Written task:
Make an exact copy of all the records.

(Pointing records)
·····

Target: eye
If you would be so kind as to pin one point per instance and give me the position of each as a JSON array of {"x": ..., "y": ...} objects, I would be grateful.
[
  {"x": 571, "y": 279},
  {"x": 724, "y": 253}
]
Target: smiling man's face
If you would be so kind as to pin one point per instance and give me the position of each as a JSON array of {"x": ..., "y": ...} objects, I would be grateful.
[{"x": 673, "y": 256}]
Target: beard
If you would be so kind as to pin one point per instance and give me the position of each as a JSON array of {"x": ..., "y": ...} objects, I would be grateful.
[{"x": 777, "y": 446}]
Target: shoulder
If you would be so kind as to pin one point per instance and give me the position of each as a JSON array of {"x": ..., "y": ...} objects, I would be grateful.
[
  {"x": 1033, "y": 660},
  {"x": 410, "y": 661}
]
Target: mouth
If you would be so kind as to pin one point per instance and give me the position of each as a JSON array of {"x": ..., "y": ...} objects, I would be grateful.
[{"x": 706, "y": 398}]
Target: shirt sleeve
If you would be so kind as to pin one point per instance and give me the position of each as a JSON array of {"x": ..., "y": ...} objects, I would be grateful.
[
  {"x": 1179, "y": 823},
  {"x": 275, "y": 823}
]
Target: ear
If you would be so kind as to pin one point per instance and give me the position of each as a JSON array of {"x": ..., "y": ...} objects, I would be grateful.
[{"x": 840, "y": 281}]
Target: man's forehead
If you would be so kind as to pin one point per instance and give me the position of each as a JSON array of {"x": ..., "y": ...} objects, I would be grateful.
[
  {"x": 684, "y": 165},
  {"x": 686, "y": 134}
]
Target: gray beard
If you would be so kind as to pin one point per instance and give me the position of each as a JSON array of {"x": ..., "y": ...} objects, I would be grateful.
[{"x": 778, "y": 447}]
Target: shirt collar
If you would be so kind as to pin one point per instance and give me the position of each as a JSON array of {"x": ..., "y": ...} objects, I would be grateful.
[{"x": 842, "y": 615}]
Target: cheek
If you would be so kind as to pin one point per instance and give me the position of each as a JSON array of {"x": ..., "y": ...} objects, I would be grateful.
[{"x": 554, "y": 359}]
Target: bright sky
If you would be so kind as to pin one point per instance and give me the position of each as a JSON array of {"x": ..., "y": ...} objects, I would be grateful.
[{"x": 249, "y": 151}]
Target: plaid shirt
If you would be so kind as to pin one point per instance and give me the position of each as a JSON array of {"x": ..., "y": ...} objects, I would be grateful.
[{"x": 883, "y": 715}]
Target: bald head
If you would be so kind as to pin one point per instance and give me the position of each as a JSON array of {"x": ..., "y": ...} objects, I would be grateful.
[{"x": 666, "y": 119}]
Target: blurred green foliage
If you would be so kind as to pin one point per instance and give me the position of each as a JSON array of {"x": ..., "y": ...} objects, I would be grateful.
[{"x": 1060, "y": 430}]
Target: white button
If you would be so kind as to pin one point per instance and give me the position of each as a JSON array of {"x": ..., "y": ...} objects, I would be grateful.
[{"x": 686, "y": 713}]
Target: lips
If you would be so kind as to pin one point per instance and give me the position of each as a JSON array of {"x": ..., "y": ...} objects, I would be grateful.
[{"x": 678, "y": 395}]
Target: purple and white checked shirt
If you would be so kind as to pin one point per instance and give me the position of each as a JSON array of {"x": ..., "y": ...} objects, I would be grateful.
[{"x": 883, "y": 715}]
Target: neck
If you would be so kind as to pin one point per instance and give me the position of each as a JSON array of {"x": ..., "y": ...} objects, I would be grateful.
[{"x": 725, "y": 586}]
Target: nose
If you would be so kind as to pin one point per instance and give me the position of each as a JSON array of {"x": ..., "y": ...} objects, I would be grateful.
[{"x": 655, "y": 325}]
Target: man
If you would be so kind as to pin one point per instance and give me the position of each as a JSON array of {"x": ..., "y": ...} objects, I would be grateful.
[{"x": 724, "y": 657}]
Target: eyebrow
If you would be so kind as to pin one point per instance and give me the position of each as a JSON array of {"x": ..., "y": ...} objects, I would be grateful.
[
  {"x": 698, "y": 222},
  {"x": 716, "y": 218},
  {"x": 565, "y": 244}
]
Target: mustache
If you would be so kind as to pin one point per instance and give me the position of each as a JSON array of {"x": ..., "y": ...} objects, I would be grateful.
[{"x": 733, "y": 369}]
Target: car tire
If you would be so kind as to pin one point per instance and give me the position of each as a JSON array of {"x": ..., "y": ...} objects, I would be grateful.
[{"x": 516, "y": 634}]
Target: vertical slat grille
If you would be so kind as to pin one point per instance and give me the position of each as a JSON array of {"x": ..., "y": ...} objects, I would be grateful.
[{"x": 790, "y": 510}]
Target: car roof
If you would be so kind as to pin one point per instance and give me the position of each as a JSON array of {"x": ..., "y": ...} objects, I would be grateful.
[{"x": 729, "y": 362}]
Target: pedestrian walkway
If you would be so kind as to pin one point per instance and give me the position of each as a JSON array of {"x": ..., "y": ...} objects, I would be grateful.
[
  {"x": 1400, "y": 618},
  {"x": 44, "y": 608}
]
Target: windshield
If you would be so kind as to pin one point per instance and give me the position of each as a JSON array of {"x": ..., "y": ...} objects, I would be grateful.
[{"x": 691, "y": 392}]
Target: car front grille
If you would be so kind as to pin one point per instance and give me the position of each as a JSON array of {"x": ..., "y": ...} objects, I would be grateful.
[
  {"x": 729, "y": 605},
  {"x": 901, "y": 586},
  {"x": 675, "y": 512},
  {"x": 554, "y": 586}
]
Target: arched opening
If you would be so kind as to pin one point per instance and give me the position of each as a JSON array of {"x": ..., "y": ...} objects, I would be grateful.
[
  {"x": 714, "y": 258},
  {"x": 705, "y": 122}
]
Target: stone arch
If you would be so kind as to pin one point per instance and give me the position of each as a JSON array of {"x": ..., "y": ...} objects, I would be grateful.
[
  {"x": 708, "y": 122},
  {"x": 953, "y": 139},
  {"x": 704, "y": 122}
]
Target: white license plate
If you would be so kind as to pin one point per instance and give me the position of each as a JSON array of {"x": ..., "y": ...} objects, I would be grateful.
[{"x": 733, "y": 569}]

·····

Answer to the task:
Target: eye
If you would be so kind as to pin one point per instance and give me the position of each as a JSON array of {"x": ..., "y": ...} objects, I would be grateful.
[
  {"x": 571, "y": 279},
  {"x": 724, "y": 253}
]
Target: smiling man's face
If you would be so kind as to pin one point per instance and give me the position of each as a JSON array of {"x": ..., "y": ...} objects, I would be grateful.
[{"x": 673, "y": 256}]
Target: beard
If you would be so kind as to pin one point per instance and give me the position of each as a JSON array of {"x": ..., "y": ...} objects, I would be grateful.
[{"x": 777, "y": 446}]
Target: shoulder
If you would be so kind as to pin one point per instance and give me the position of each as a JSON array of {"x": ..., "y": ...} objects, I would be grateful.
[
  {"x": 1033, "y": 660},
  {"x": 410, "y": 661}
]
Target: mouth
If you would be so kind as to pin one point per instance and give me the position of each as a JSON array of {"x": ..., "y": ...} objects, I would be grateful.
[{"x": 706, "y": 398}]
Target: shirt sleeve
If you would be so kind as to pin one point per instance and give me the position of each as a JSON array of {"x": ..., "y": ...} objects, I would be grateful.
[
  {"x": 1179, "y": 823},
  {"x": 275, "y": 823}
]
Target: ear
If you would be so kind as to pin one point per instance and give me the position of each as a JSON array of {"x": ..., "y": ...} objects, I would be grateful.
[{"x": 840, "y": 281}]
Target: man's forehead
If you would be so kind as to pin one point per instance and give me the position of each as a JSON array of {"x": ..., "y": ...} objects, I would be grateful.
[
  {"x": 684, "y": 165},
  {"x": 686, "y": 134}
]
Target: gray beard
If you would be so kind as to pin one point per instance and give me the position of each as a JSON array of {"x": ..., "y": ...} objects, I would be grateful.
[{"x": 778, "y": 447}]
Target: shirt collar
If you would be so kind as to pin one point per instance and give me the position of each as a JSON array of {"x": ..., "y": ...} objects, I would be grateful.
[{"x": 842, "y": 615}]
Target: cheek
If you would be so kind as to pin one point per instance and give me the position of each as a JSON array of {"x": ..., "y": ...} objects, I would be grateful.
[{"x": 554, "y": 359}]
Target: bright sky
If you would be so kind as to pin one point per instance and give me the position of each as a JSON array of {"x": ..., "y": ...} objects, I would be grateful.
[{"x": 249, "y": 151}]
Target: plaid shirt
If you would be so kind as to pin one point per instance and give me the position of each as a JSON array of {"x": ..., "y": ...} objects, I would be grateful.
[{"x": 883, "y": 715}]
Target: bald head
If you would be so kind as to pin one point per instance and give me the position of each as a JSON array of {"x": ..., "y": ...} objects, I would be grateful.
[{"x": 666, "y": 119}]
Target: blurred green foliage
If you would be so kind as to pin one point per instance and give me the position of each as a JSON array of {"x": ..., "y": ...} objects, I would be grateful.
[{"x": 1060, "y": 430}]
Target: white button
If you would be so kind as to pin one point per instance and give me the position of each as a JSON array of {"x": ..., "y": ...} objects, I would be grateful.
[{"x": 686, "y": 713}]
Target: lips
If you would be so kind as to pin one point per instance and give me the position of each as a JSON array of {"x": ..., "y": ...} objects, I would be grateful.
[{"x": 678, "y": 395}]
Target: purple and white checked shirt
If you would be so kind as to pin one point per instance and give me the position of each as a JSON array of {"x": ..., "y": ...} objects, I would be grateful.
[{"x": 883, "y": 715}]
Target: neck
If you would be so kind as to pin one point per instance and give me the position of each as a JSON array of {"x": ..., "y": ...} objects, I would be grateful.
[{"x": 725, "y": 586}]
Target: nose
If you would be so kind as to pin one point per instance and give me the position of each as a JSON array of {"x": ..., "y": ...} objects, I would be grateful.
[{"x": 655, "y": 325}]
Target: man
If you would be so kind as to pin one point per instance and give me the position of each as a JSON array of {"x": ..., "y": ...} objects, I would be grateful.
[{"x": 724, "y": 657}]
Target: eyebrow
If you would be so kind as to pin one point per instance and give me the position of each as a JSON array of {"x": ..., "y": ...} objects, I would be grateful.
[
  {"x": 698, "y": 222},
  {"x": 716, "y": 218},
  {"x": 565, "y": 244}
]
Target: mustache
If you would be so kind as to pin one point per instance and give me the position of each as a JSON array of {"x": ..., "y": ...} objects, I would be grateful.
[{"x": 733, "y": 369}]
Target: car tire
If you would be so kind as to pin one point per instance and give me the position of each as a JSON array of {"x": ..., "y": ...} objects, I would be grateful.
[{"x": 516, "y": 634}]
Target: vertical slat grille
If you would be so kind as to pin one point per instance and give me the position of each as a JSON array of {"x": ..., "y": ...} objects, I would be grateful.
[{"x": 790, "y": 510}]
Target: car roof
If you would be so kind as to pin one point per instance and give me the position of each as a JSON array of {"x": ..., "y": ...} objects, I would be grateful.
[{"x": 729, "y": 362}]
Target: pedestrian walkway
If you would be so kind as to pin one point per instance and give me the position of each as a JSON array of {"x": ..., "y": ...} objects, I would be grateful.
[
  {"x": 1400, "y": 618},
  {"x": 44, "y": 608}
]
Target: windshield
If you would be so kind as to pin one point per instance and give me the position of each as a JSON array of {"x": ..., "y": ...} objects, I would be grateful.
[{"x": 691, "y": 392}]
Target: car front grille
If you would be so kind as to pin one point per instance and give me the position of each as a JSON array of {"x": ..., "y": ...} objects, I would be grateful.
[
  {"x": 729, "y": 605},
  {"x": 901, "y": 586},
  {"x": 675, "y": 512},
  {"x": 554, "y": 586}
]
Target: arched opening
If you would be so kind as to pin one point per instance and give me the position of each as a JSON array of {"x": ..., "y": ...} objects, I would be grateful.
[
  {"x": 714, "y": 258},
  {"x": 705, "y": 122}
]
Target: stone arch
If you would be so kind as to pin one point per instance and give me the position of each as a JSON array of {"x": ..., "y": ...} objects, I would be grateful.
[
  {"x": 708, "y": 122},
  {"x": 953, "y": 139},
  {"x": 704, "y": 122}
]
Target: white license plate
If you would be so kind as to pin one point per instance and give me the position of each as a JSON array of {"x": ..., "y": ...} objects, I would be grateful.
[{"x": 733, "y": 569}]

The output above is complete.